-------- ITEMS
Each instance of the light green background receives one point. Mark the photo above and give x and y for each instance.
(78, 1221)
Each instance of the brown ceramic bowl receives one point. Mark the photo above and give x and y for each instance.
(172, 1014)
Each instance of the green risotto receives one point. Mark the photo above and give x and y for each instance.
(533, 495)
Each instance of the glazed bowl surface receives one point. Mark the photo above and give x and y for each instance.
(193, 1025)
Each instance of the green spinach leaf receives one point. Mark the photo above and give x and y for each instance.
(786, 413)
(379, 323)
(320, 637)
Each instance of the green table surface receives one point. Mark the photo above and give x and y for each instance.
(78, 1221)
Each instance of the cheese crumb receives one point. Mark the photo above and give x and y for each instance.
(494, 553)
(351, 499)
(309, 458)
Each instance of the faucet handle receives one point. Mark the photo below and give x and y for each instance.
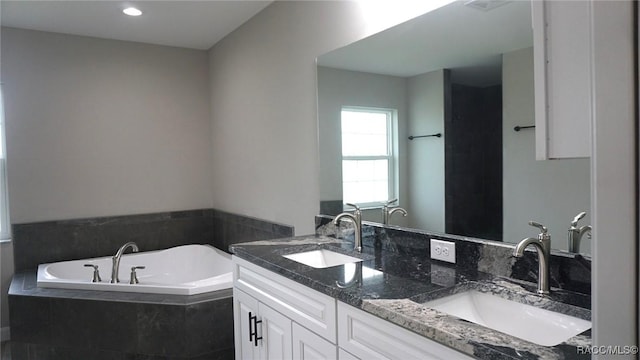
----------------
Express the rows, from the line containing "Each instance of the cheese" through the end of the rows, as a numbered list with no blank lines, and leave the pictures out of the answer.

ANSWER TO THE EXERCISE:
1. Each instance of the cheese crumb receives one point. Mark the photo above and give x and y for each instance.
2. (494, 553)
3. (351, 499)
4. (309, 458)
5. Each instance of the faucet handle receives one point. Mark the photo below and give x and y for each instance.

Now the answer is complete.